— begin —

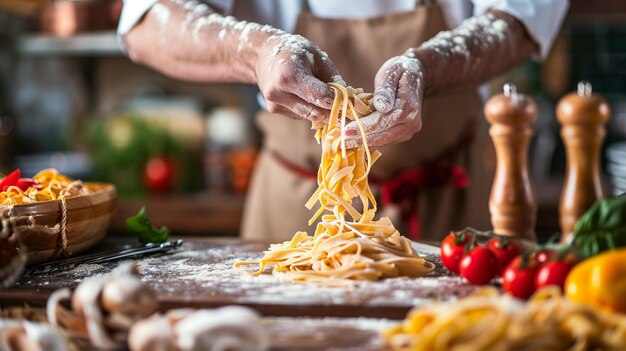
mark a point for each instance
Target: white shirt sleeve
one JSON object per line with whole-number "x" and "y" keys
{"x": 542, "y": 18}
{"x": 132, "y": 12}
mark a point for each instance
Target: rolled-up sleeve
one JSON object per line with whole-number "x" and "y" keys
{"x": 132, "y": 12}
{"x": 542, "y": 18}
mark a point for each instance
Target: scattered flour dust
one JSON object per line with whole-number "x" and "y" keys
{"x": 202, "y": 270}
{"x": 209, "y": 272}
{"x": 162, "y": 14}
{"x": 491, "y": 28}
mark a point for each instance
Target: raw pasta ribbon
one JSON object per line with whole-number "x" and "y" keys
{"x": 349, "y": 244}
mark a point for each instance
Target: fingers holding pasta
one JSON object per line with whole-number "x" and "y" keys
{"x": 291, "y": 73}
{"x": 399, "y": 85}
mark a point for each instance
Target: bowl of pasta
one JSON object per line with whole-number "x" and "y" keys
{"x": 53, "y": 216}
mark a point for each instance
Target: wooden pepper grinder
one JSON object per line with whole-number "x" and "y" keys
{"x": 512, "y": 202}
{"x": 583, "y": 117}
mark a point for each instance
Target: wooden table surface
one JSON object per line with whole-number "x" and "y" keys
{"x": 200, "y": 275}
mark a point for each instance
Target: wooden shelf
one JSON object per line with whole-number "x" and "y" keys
{"x": 85, "y": 44}
{"x": 193, "y": 214}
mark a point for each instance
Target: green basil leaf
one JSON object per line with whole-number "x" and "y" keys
{"x": 141, "y": 227}
{"x": 602, "y": 227}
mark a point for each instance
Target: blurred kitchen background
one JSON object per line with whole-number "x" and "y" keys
{"x": 71, "y": 100}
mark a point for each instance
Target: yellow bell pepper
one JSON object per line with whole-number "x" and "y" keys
{"x": 600, "y": 282}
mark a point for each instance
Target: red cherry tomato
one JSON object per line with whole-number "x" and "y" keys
{"x": 25, "y": 183}
{"x": 159, "y": 174}
{"x": 544, "y": 256}
{"x": 10, "y": 180}
{"x": 453, "y": 248}
{"x": 519, "y": 281}
{"x": 552, "y": 273}
{"x": 478, "y": 266}
{"x": 504, "y": 250}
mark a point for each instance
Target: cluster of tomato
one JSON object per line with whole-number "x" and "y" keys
{"x": 522, "y": 271}
{"x": 14, "y": 179}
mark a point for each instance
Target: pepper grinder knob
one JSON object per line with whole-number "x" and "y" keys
{"x": 583, "y": 116}
{"x": 512, "y": 201}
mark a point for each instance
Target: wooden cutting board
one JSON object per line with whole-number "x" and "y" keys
{"x": 200, "y": 275}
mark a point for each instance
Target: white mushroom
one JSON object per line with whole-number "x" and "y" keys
{"x": 223, "y": 329}
{"x": 27, "y": 336}
{"x": 152, "y": 334}
{"x": 103, "y": 308}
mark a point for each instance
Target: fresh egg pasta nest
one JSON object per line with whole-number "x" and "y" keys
{"x": 487, "y": 320}
{"x": 52, "y": 186}
{"x": 348, "y": 245}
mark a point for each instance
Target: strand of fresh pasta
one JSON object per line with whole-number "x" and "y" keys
{"x": 344, "y": 250}
{"x": 489, "y": 321}
{"x": 53, "y": 186}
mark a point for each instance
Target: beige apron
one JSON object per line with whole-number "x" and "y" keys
{"x": 275, "y": 209}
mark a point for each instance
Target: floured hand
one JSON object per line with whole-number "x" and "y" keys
{"x": 291, "y": 73}
{"x": 398, "y": 102}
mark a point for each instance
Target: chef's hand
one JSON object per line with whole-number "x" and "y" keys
{"x": 397, "y": 99}
{"x": 292, "y": 73}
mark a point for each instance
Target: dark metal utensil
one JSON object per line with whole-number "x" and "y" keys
{"x": 69, "y": 263}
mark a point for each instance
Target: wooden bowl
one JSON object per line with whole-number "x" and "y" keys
{"x": 88, "y": 217}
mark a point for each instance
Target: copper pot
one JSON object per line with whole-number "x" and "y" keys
{"x": 67, "y": 17}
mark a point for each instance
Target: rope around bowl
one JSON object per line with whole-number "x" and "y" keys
{"x": 16, "y": 225}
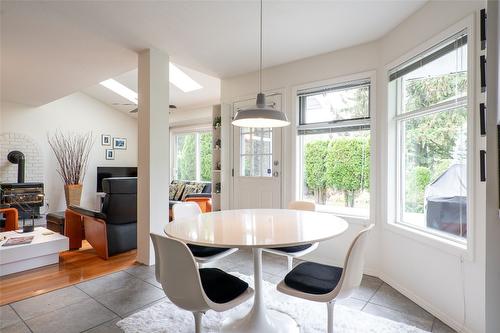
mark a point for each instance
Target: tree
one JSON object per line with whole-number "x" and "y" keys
{"x": 206, "y": 156}
{"x": 315, "y": 154}
{"x": 433, "y": 137}
{"x": 417, "y": 180}
{"x": 348, "y": 167}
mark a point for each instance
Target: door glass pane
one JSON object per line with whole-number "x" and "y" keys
{"x": 206, "y": 156}
{"x": 256, "y": 152}
{"x": 186, "y": 156}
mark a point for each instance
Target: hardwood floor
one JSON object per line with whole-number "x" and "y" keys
{"x": 74, "y": 267}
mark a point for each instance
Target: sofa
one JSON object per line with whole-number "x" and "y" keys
{"x": 199, "y": 192}
{"x": 113, "y": 229}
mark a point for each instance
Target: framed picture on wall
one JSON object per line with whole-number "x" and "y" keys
{"x": 105, "y": 140}
{"x": 119, "y": 143}
{"x": 110, "y": 154}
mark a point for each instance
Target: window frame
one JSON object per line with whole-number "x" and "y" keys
{"x": 354, "y": 124}
{"x": 446, "y": 244}
{"x": 174, "y": 133}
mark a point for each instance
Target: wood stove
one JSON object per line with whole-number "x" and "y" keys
{"x": 27, "y": 198}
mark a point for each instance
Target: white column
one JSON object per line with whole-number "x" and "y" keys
{"x": 153, "y": 159}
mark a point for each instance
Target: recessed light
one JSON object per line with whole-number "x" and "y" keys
{"x": 120, "y": 89}
{"x": 181, "y": 80}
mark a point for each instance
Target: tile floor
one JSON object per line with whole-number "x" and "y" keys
{"x": 96, "y": 305}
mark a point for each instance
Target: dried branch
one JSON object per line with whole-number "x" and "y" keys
{"x": 72, "y": 153}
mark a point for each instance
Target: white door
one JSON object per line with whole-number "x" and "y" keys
{"x": 257, "y": 163}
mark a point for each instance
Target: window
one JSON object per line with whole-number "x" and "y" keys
{"x": 256, "y": 152}
{"x": 429, "y": 95}
{"x": 193, "y": 156}
{"x": 334, "y": 143}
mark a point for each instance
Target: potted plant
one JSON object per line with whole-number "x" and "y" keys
{"x": 72, "y": 153}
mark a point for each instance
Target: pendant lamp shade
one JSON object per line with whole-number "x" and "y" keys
{"x": 260, "y": 115}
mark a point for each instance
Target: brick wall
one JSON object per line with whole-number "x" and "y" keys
{"x": 30, "y": 149}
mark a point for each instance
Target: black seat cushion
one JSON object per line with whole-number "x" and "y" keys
{"x": 205, "y": 251}
{"x": 292, "y": 249}
{"x": 221, "y": 287}
{"x": 313, "y": 278}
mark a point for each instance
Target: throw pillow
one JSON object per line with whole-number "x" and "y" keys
{"x": 172, "y": 190}
{"x": 190, "y": 188}
{"x": 180, "y": 190}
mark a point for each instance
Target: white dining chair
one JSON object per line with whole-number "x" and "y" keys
{"x": 299, "y": 250}
{"x": 192, "y": 289}
{"x": 326, "y": 284}
{"x": 202, "y": 254}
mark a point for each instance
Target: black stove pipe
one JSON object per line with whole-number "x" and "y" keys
{"x": 17, "y": 157}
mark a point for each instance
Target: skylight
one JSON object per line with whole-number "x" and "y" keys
{"x": 181, "y": 80}
{"x": 176, "y": 76}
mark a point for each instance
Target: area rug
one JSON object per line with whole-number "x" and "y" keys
{"x": 165, "y": 317}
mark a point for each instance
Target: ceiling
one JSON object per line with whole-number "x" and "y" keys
{"x": 50, "y": 49}
{"x": 208, "y": 95}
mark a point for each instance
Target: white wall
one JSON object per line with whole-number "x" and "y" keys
{"x": 430, "y": 275}
{"x": 74, "y": 113}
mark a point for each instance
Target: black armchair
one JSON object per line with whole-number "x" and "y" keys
{"x": 113, "y": 230}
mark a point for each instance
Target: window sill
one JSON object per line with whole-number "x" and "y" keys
{"x": 449, "y": 246}
{"x": 355, "y": 219}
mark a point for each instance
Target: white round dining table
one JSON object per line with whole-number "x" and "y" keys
{"x": 257, "y": 229}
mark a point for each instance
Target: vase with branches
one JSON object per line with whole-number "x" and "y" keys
{"x": 72, "y": 152}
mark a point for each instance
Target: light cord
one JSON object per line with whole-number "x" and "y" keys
{"x": 260, "y": 64}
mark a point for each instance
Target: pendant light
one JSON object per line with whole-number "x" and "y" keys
{"x": 261, "y": 114}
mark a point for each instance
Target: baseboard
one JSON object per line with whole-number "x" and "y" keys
{"x": 445, "y": 318}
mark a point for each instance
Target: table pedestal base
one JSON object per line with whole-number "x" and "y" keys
{"x": 271, "y": 321}
{"x": 260, "y": 319}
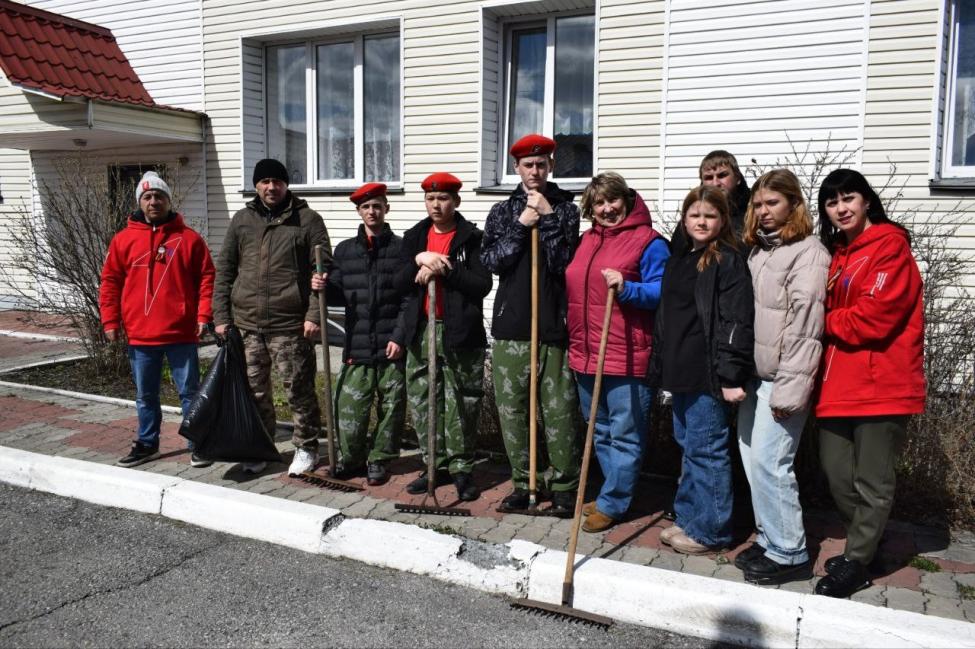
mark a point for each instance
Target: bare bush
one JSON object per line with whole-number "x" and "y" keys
{"x": 938, "y": 460}
{"x": 62, "y": 247}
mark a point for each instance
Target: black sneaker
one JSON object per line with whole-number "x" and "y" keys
{"x": 748, "y": 555}
{"x": 139, "y": 454}
{"x": 847, "y": 578}
{"x": 376, "y": 474}
{"x": 765, "y": 571}
{"x": 516, "y": 501}
{"x": 563, "y": 504}
{"x": 419, "y": 485}
{"x": 199, "y": 462}
{"x": 466, "y": 489}
{"x": 878, "y": 566}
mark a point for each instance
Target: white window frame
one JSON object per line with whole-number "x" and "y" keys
{"x": 312, "y": 35}
{"x": 945, "y": 100}
{"x": 509, "y": 25}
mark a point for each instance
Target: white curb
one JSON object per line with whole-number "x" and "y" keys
{"x": 255, "y": 516}
{"x": 100, "y": 484}
{"x": 39, "y": 336}
{"x": 688, "y": 604}
{"x": 492, "y": 568}
{"x": 15, "y": 466}
{"x": 681, "y": 603}
{"x": 736, "y": 612}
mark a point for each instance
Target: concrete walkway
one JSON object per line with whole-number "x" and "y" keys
{"x": 101, "y": 433}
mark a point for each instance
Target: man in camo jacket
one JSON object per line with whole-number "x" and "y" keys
{"x": 506, "y": 252}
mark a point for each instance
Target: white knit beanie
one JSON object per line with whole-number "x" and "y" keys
{"x": 151, "y": 180}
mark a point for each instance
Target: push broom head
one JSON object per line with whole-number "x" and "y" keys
{"x": 327, "y": 482}
{"x": 410, "y": 508}
{"x": 566, "y": 613}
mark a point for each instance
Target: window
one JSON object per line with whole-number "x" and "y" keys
{"x": 959, "y": 115}
{"x": 548, "y": 81}
{"x": 333, "y": 110}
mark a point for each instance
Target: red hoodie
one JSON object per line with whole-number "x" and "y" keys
{"x": 874, "y": 341}
{"x": 631, "y": 328}
{"x": 157, "y": 282}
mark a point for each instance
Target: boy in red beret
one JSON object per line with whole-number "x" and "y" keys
{"x": 363, "y": 279}
{"x": 506, "y": 252}
{"x": 445, "y": 248}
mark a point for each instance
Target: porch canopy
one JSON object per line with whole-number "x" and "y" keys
{"x": 68, "y": 84}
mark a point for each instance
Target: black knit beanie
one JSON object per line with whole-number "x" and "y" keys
{"x": 270, "y": 168}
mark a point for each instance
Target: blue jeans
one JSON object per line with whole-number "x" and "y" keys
{"x": 768, "y": 450}
{"x": 146, "y": 362}
{"x": 704, "y": 497}
{"x": 622, "y": 422}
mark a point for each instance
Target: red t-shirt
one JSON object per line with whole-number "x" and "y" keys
{"x": 438, "y": 242}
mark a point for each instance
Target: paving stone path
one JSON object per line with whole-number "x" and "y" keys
{"x": 98, "y": 432}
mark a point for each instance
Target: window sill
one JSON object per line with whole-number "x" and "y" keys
{"x": 314, "y": 190}
{"x": 952, "y": 184}
{"x": 575, "y": 187}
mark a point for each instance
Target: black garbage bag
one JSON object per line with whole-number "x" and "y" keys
{"x": 223, "y": 421}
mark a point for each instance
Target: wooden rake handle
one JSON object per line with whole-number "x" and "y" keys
{"x": 587, "y": 450}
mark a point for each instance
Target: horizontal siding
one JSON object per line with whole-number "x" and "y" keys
{"x": 900, "y": 102}
{"x": 24, "y": 112}
{"x": 629, "y": 84}
{"x": 160, "y": 38}
{"x": 758, "y": 79}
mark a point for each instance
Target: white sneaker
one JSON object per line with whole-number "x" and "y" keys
{"x": 305, "y": 460}
{"x": 254, "y": 467}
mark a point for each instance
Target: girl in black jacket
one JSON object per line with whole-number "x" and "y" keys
{"x": 706, "y": 312}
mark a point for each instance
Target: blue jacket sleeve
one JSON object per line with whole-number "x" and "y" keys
{"x": 645, "y": 294}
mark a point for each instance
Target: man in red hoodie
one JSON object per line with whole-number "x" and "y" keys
{"x": 157, "y": 284}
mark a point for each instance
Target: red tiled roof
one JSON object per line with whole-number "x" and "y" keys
{"x": 61, "y": 56}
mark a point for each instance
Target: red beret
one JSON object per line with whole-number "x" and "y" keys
{"x": 533, "y": 144}
{"x": 441, "y": 182}
{"x": 367, "y": 191}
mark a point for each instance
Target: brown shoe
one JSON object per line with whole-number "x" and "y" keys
{"x": 597, "y": 522}
{"x": 669, "y": 533}
{"x": 686, "y": 545}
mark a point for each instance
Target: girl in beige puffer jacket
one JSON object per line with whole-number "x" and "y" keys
{"x": 789, "y": 269}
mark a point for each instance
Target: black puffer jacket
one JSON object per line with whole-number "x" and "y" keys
{"x": 726, "y": 307}
{"x": 264, "y": 271}
{"x": 506, "y": 251}
{"x": 364, "y": 280}
{"x": 464, "y": 286}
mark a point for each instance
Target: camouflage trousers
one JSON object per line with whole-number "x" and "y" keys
{"x": 557, "y": 407}
{"x": 294, "y": 357}
{"x": 357, "y": 388}
{"x": 460, "y": 388}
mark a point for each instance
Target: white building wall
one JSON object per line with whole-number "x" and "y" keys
{"x": 902, "y": 96}
{"x": 748, "y": 77}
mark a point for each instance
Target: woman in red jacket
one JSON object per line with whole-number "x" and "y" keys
{"x": 872, "y": 377}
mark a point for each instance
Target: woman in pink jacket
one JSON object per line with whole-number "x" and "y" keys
{"x": 788, "y": 267}
{"x": 623, "y": 251}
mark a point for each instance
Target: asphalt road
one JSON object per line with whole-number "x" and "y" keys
{"x": 75, "y": 574}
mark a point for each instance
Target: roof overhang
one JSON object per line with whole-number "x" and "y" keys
{"x": 100, "y": 125}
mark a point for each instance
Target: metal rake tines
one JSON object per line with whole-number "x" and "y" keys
{"x": 328, "y": 483}
{"x": 408, "y": 508}
{"x": 566, "y": 613}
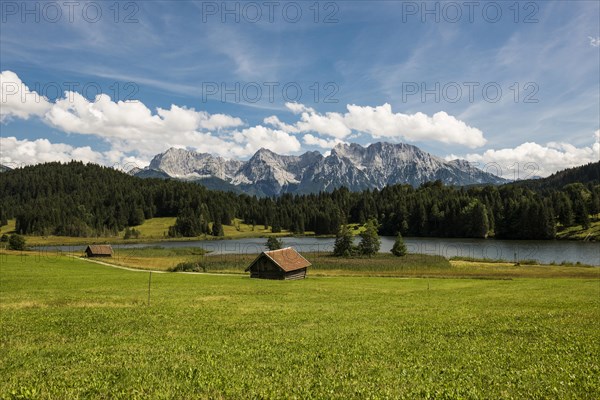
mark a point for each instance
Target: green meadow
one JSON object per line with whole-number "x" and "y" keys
{"x": 72, "y": 329}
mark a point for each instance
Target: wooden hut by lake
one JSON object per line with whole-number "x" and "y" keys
{"x": 279, "y": 264}
{"x": 99, "y": 250}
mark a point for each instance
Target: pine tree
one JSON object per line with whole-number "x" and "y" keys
{"x": 399, "y": 248}
{"x": 370, "y": 242}
{"x": 217, "y": 229}
{"x": 343, "y": 246}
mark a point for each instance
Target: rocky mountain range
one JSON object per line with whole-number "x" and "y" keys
{"x": 351, "y": 165}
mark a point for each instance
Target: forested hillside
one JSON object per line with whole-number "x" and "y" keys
{"x": 83, "y": 200}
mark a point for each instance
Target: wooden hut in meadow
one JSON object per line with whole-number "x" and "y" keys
{"x": 99, "y": 250}
{"x": 279, "y": 264}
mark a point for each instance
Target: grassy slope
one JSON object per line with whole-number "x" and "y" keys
{"x": 579, "y": 233}
{"x": 412, "y": 265}
{"x": 157, "y": 229}
{"x": 72, "y": 329}
{"x": 151, "y": 230}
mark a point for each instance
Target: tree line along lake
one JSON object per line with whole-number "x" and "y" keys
{"x": 542, "y": 251}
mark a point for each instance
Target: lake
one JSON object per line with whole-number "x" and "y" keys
{"x": 543, "y": 251}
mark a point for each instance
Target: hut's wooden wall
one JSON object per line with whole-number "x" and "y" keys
{"x": 298, "y": 274}
{"x": 266, "y": 269}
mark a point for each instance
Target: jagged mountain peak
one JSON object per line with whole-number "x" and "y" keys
{"x": 349, "y": 164}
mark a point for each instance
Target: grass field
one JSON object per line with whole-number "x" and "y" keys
{"x": 157, "y": 229}
{"x": 323, "y": 264}
{"x": 74, "y": 329}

— end —

▶ [Directions for this task] List every line in the records above that contains the string "bowl". Case matters.

▶ [Task output]
Target: bowl of pasta
Target: wooden bowl
Target: rope around bowl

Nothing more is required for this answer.